- [What you have to do] In the blog post about the first day of school, what procedure is Scott scheduled to have this Friday?

- [Supplied passage]
It's rather weird what I've done to prepare for tomorrow...I boarded the dogs. They are playful little pups who are accustomed to waking up at 6am...whether you're ready or not. They bark and growl at one another while playing. It just wouldn't have made for a peaceful environment. I have cleaned...everything...even the carpet. Don't ask me why...it's just the way I am. I have to have clean carpet before I leave town and, apparently, before surgeries. :) The only logical thing that I didn't do was to buy groceries. Go figure!

Wednesday, August 5, 2009

FIRST DAY OF SCHOOL!

It was here before I knew it and now...it has passed. The first day of school! We've been very busy this week catching up from last week's events and planning for Scott's tonsillectomy this Friday. While we were prepared for the first day of school, it just didn't feel like the first day of school. I've felt rushed this week with all of my responsibilities at work and the girl's school. Usually, I savor every moment of helping to pack book bags the night before and soak in all the fun of the morning. This year, I delegated book bags to Scott, lunches to the girls and my morning was spent just trying to get out the door! HOWEVER...we had enough time to stop and take a photo....Now, the little one smiled and was very excited. My eldest, on the other hand, was a different story. The only way I coaxed her into getting in the picture was to say, "I can either take the picture here or at school outside of your classroom." She got in front of the camera in a hurry. ;) The eldest was NOT happy to be starting back to school...no way, no how! I heard about how boring it was going to be and how it just wasn't fair...and someone should be sued for making her read four books over the summer. It was pitiful. I knew there were some other issues that she wasn't very excited about facing as well. We had talked about it the night before. So, as I waited in the carpool pick-up line all I could do was pray that God would give her a joyful attitude no matter how her day went. God is faithful...

- [Data shown]
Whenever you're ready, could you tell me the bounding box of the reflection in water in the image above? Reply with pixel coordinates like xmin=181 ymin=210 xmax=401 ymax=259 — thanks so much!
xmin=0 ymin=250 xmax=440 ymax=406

- [Solution for this problem] A tonsillectomy.